**Exercise requirements**
Rewrite only the lines from the one containing "Can you see the blue" through the end of the items, keeping the requests as they are. Shift every coordinate in the answers by adding 112 to each number.

**Supplied records**

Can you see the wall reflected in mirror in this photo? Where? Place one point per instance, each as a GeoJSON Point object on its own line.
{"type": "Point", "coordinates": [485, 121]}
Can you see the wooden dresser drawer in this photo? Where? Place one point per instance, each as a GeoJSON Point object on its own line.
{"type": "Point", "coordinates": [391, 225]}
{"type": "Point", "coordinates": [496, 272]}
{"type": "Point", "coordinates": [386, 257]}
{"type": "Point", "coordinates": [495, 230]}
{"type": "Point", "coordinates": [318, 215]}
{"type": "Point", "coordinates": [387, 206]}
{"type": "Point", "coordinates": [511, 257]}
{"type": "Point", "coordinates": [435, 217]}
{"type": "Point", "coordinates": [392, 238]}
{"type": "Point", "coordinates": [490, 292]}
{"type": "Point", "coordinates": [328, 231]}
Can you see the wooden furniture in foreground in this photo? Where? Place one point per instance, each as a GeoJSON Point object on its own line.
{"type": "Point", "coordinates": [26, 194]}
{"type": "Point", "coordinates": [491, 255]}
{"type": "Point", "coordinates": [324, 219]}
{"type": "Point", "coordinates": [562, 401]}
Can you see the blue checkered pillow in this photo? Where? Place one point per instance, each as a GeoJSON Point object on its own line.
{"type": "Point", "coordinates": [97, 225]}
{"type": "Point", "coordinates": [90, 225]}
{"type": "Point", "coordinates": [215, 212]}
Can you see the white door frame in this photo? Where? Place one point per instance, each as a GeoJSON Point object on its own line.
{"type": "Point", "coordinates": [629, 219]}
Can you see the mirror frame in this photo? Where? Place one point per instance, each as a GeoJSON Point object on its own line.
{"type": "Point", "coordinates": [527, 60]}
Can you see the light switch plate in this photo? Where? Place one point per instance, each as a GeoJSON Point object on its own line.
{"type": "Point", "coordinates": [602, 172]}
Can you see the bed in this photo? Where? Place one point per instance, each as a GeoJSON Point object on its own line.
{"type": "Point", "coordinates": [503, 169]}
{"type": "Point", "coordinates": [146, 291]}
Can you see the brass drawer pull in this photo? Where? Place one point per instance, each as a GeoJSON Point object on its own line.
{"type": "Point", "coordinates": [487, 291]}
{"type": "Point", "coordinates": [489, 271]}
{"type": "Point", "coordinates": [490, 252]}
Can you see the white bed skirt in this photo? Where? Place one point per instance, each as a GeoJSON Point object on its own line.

**Solution below**
Can you see the blue checkered pillow in this photo? Where? Place one point per instance, each as a GeoJSON Point object on its own line.
{"type": "Point", "coordinates": [209, 337]}
{"type": "Point", "coordinates": [202, 337]}
{"type": "Point", "coordinates": [327, 324]}
Can you see the white door frame in this photo? Where? Place one point per instance, each as a GeoJSON Point object on its own line.
{"type": "Point", "coordinates": [741, 331]}
Can you see the mirror frame in this photo? Where? Place one point per instance, each as a GeoJSON Point object on its own line.
{"type": "Point", "coordinates": [639, 172]}
Can you see the light switch plate in this photo? Where? Place one point per instance, each as a GeoJSON Point object on its own line.
{"type": "Point", "coordinates": [714, 284]}
Can you see the bed in this photo? Where? Place one point per instance, each as a GeoJSON Point object on its own line.
{"type": "Point", "coordinates": [615, 281]}
{"type": "Point", "coordinates": [258, 403]}
Can you see the brass drawer pull in this photo? Where? Place one point per instance, each as a GeoJSON Point object on its own line.
{"type": "Point", "coordinates": [599, 403]}
{"type": "Point", "coordinates": [601, 383]}
{"type": "Point", "coordinates": [602, 364]}
Can you see the white bed skirt in this photo? Where? Place one point per instance, each as a GeoJSON Point object on its own line.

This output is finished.